--- BEGIN Supplied passage ---
Skip to main content

Overview

NuGet.Services.V3 is a shared infrastructure library that provides the foundational plumbing used by all NuGet V3 back-end processing jobs. Its primary responsibilities are:
  • Catalog commit collection — abstractions and a host class that bridge NuGet.Jobs-style DI with the legacy CommitCollector base class from NuGet.Services.Metadata.Catalog.
  • Registration API client — typed HTTP client and JSON-LD models for reading the NuGet V3 Registration resource (index, pages, and leaves).
  • TelemetryIV3TelemetryService / V3TelemetryService covering catalog leaf download batches and feature-flag staleness metrics.
  • DI bootstrappingDependencyInjectionExtensions wires up all services (HTTP client pipeline, catalog client, registration client, telemetry, feature flags) in a single AddV3() call.
The library targets both net472 and netstandard2.1, allowing it to be consumed by both full-framework Azure WebJobs and modern .NET workers.

Role in the System

Catalog Ingestion

Every job that reacts to catalog commits (search indexer, vulnerability updater, etc.) depends on this library’s ICollector / ICommitCollectorLogic pattern to drive its processing loop.

Registration Reading

Services that need to read the V3 Registration hive (index → pages → leaves) use IRegistrationClient and the typed models rather than hand-rolling JSON deserialization.

Telemetry Pipeline

V3TelemetryService emits Application Insights metrics prefixed V3. and doubles as IFeatureFlagTelemetryService, keeping feature-flag staleness observable.

DI Composition Root

DependencyInjectionExtensions.AddV3() provides a one-call setup for the full HTTP + catalog + registration + telemetry stack, used by consuming jobs in their ConfigureServices.

Key Files and Classes

FileClass / InterfacePurpose
ICollector.csICollectorMinimal interface (RunAsync) that jobs invoke to process catalog commits against cursor positions.
CommitCollectorHost.csCommitCollectorHostBridges ICommitCollectorLogic into the legacy CommitCollector base class; delegates batching and batch processing to the injected logic object.
ICommitCollectorLogic.csICommitCollectorLogicStrategy interface implemented by each job; defines CreateBatchesAsync and OnProcessBatchAsync.
--- END Supplied passage ---
--- BEGIN Data entries ---
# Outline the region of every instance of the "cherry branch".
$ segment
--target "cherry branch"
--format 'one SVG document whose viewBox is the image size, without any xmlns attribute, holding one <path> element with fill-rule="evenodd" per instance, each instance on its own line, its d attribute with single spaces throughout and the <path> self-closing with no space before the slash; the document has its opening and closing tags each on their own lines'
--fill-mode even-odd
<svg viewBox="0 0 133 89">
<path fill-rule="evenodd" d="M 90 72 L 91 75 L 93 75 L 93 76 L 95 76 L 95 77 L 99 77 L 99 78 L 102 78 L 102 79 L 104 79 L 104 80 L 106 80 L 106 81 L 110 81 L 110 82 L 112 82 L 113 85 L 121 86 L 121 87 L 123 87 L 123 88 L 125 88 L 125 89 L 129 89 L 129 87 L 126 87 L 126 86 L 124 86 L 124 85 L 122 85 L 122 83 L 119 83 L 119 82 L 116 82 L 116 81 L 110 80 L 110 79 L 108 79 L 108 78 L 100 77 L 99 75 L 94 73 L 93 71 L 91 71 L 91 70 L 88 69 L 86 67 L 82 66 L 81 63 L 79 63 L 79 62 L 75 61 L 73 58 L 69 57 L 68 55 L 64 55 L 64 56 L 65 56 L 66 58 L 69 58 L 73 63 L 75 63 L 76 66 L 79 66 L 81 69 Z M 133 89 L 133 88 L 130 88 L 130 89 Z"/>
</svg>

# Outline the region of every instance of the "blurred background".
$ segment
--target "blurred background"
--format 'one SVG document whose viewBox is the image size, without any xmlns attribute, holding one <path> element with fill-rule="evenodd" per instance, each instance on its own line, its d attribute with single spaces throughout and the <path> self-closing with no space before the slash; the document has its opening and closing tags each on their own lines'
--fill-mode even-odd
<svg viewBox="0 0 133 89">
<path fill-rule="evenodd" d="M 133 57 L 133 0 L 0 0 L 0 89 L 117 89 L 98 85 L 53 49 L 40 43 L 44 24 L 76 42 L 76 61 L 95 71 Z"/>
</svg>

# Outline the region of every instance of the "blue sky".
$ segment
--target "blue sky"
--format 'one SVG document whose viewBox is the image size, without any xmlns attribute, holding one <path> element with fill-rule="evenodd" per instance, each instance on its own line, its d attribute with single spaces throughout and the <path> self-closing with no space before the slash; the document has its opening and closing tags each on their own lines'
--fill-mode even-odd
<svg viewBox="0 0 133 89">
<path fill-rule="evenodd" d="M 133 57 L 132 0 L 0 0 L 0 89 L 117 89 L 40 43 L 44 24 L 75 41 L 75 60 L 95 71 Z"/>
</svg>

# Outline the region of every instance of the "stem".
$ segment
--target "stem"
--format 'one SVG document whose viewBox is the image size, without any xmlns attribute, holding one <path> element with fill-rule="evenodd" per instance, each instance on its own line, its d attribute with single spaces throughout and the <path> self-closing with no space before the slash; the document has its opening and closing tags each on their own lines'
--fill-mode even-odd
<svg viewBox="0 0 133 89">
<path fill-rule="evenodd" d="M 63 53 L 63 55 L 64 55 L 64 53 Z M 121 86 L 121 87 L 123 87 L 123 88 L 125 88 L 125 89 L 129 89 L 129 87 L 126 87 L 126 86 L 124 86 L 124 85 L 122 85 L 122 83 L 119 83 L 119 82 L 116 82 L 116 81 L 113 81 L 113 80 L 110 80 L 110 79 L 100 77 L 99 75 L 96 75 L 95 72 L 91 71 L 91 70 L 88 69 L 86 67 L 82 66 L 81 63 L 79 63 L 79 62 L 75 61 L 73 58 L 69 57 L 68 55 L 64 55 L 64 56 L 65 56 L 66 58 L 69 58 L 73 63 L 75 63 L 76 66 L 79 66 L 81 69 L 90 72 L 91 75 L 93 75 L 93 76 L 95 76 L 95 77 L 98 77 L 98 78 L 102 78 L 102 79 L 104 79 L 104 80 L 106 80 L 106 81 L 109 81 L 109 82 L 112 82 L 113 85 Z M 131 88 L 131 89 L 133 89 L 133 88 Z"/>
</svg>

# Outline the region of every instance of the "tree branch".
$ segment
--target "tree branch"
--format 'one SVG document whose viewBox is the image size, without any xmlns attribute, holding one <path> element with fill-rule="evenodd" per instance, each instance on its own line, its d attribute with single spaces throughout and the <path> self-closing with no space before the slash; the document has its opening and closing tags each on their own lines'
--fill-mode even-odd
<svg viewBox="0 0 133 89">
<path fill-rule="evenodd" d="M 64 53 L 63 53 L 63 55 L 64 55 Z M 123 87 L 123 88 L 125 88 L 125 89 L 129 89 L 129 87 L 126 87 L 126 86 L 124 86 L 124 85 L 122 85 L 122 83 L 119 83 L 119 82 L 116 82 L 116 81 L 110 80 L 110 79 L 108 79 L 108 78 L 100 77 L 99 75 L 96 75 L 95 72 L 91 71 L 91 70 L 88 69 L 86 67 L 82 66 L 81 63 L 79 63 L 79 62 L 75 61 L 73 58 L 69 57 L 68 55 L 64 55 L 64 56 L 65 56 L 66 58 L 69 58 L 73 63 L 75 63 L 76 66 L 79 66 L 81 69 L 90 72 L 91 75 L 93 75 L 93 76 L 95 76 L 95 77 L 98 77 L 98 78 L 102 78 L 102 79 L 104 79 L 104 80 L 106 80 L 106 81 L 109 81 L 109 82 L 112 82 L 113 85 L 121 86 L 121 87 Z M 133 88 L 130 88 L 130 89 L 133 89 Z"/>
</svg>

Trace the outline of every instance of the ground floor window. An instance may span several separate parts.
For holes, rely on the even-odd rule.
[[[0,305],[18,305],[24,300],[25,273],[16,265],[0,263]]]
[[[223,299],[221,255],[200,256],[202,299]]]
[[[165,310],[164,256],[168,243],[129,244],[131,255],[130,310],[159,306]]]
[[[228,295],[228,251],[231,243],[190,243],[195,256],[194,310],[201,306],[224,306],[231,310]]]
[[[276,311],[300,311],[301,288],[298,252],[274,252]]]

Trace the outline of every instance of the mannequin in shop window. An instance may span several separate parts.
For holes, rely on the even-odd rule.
--- END Data entries ---
# What to do:
• A. According to the NuGet.Services.V3 overview, which two target frameworks does the library build for?
• B. Extend the NuGet.Services.V3 overview past its final sentence.

# Expected results:
• A. net472 and netstandard2.1

• B.
CommitCollectorConfiguration.csCommitCollectorConfigurationOptions class: catalog source URL, HTTP timeout (default 1 min), max concurrent leaf downloads (default 64).
CommitCollectorUtility.csCommitCollectorUtilityStateless helpers for batching — single-batch creation, deduplication to latest-per-identity, grouping by ID, and concurrent PackageDetails leaf downloading.
V3TelemetryService.csV3TelemetryServiceEmits V3.CatalogLeafDownloadBatchSeconds (duration + count) and V3.FeatureFlagStalenessSeconds metrics.
IV3TelemetryService.csIV3TelemetryServiceContract for V3-specific telemetry; TrackCatalogLeafDownloadBatch(int count) returns an IDisposable duration scope.
DependencyInjectionExtensions.csDependencyInjectionExtensionsStatic extension methods on IServiceCollection and ContainerBuilder (Autofac) to register all V3 services.
DefaultBlobRequestOptions.csDefaultBlobRequestOptionsShared Azure Blob BlobRequestOptions: 2-min server timeout, 10-min max execution, exponential retry, primary-then-secondary location mode.
Registration/RegistrationClient.csRegistrationClientHTTP client for the V3 Registration resource; returns null on 404 for GetIndexOrNullAsync, throws on other errors.
Registration/RegistrationUrlBuilder.csRegistrationUrlBuilderBuilds canonical index ({base}/{lowerId}/index.json) and leaf ({base}/{lowerId}/{lowerVersion}.json) URLs per the NuGet API spec.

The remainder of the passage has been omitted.